• Excerpt:
+++

Black skimmers are unique, magnificent birds
By Robin Bjork
Dec. 21, 2017 at 9:54 p.m.
Updated Dec. 22, 2017 at 6 a.m.
The black skimmer is a fascinating bird.
This medium-sized shorebird has a long body when sitting on its short reddish legs because of its long, pointed wings that span more than 3.5 feet.
In breeding plumage, black feathers cover the back and extend up the nape and over the head like a cap to right below the eyes.
White begins below the eyes and extends across the belly and ventral sides of tail and wings.
In the nonbreeding season, the white below the neck extends up across the nape, giving it a white collar.
Skimmers are the only-known birds with pupils that are vertical slits, like cats'. This is thought to be an adaptation to enhance nocturnal vision - they forage day and night - and to protect their retinas from bright sunlight.
A skimmer's long bicolored bill of bright orange is unmistakable, and it's about half its length from the base then black to the tip.
However, this is no ordinary big, bright bill. Skimmers are the only birds to model a laterally flattened bill, like scissors, with the lower mandible longer than the upper.
The name "skimmer" aptly applies because the bird uses this unique bill to skim for its meals.
The skimmer is incredibly graceful in flight. Just inches above shallow stillwater, the submerged lower mandible - rich in nerves - cuts through the water like a knife to snap up small fish. Upon contact with the small fish, the shorter upper mandible closes down on the prey. If the mandibles were equal in length, this strategy wouldn't work.
Picking up food from the ground by an adult skimmer is rarely observed; however, skimmer chicks, which have equal-sized mandibles, regularly eat fish dropped on the ground by their parents and only develop adult bill proportions toward fledging age.
The black skimmer is found along the coasts of the eastern and southern U.S., Mexico and Central America and on rivers and wetlands across much of tropical South America.
Skimmers are grouped with gulls and terns in the family Laridae. They are colonial ground nesters, often found with other nesting colonial shorebirds on sand and shell-covered beaches. Black skimmers are not doing well at many of their nesting grounds throughout the U.S. and in Texas.

+++

• Activity:
Answer these questions from the black skimmer article:
1. How wide is the black skimmer's wingspan?
2. What shape are a skimmer's pupils?
3. Which skimmers have equal-sized mandibles?

• Supplied information:

+++

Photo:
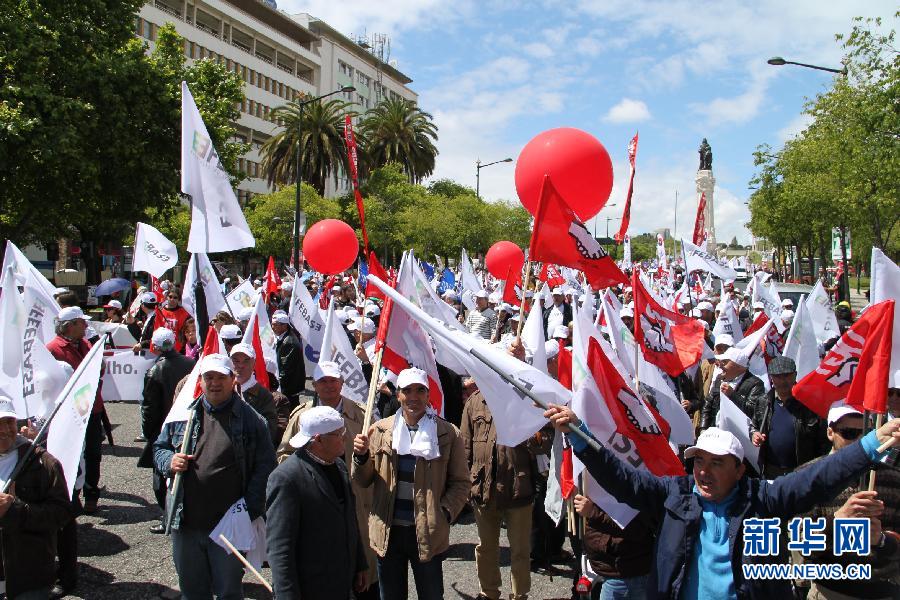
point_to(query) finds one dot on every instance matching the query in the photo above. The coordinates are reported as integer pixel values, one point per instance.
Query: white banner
(153, 252)
(123, 375)
(217, 222)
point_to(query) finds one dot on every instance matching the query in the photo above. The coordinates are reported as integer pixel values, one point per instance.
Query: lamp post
(300, 106)
(845, 280)
(478, 167)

+++

• Result for this exercise:
1. More than 3.5 feet.
2. Vertical slits, like a cat's.
3. Skimmer chicks.